Data excerpts
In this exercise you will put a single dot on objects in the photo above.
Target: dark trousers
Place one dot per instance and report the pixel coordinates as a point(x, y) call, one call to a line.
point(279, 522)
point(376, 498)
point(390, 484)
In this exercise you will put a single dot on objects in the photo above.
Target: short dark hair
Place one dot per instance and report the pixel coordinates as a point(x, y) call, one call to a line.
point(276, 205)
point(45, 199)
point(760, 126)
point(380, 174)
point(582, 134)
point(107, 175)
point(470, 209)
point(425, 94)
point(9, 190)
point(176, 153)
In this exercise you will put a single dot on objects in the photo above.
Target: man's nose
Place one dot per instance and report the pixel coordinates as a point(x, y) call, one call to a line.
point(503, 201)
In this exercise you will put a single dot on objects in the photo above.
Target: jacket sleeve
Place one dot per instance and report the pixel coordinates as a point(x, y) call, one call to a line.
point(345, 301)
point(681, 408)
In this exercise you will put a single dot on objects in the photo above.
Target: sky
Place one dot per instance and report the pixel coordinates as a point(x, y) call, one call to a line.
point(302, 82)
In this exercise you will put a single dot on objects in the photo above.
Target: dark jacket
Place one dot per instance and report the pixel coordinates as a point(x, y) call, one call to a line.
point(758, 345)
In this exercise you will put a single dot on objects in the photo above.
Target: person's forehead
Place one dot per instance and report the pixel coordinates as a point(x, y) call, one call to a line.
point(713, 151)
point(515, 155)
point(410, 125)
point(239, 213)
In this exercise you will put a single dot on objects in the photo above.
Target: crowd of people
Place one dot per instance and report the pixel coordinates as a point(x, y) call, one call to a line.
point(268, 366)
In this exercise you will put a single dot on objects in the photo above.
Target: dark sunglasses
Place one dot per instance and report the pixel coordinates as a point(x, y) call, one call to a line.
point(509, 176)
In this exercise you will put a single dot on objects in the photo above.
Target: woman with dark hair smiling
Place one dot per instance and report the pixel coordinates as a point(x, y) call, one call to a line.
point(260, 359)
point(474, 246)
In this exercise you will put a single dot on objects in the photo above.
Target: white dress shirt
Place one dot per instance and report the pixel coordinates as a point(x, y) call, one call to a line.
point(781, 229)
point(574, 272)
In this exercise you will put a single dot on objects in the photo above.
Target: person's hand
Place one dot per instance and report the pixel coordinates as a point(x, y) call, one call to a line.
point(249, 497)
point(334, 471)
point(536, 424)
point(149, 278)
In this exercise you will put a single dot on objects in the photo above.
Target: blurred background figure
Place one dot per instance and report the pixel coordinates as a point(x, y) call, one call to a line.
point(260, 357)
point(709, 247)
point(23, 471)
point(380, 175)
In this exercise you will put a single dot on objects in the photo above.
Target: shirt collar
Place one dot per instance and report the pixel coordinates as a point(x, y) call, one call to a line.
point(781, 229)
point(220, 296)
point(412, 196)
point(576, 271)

What the task requires. Work through the records above. Copy every line with the string "hair".

Exercise result.
Target: short dark hair
Target: woman with dark hair smiling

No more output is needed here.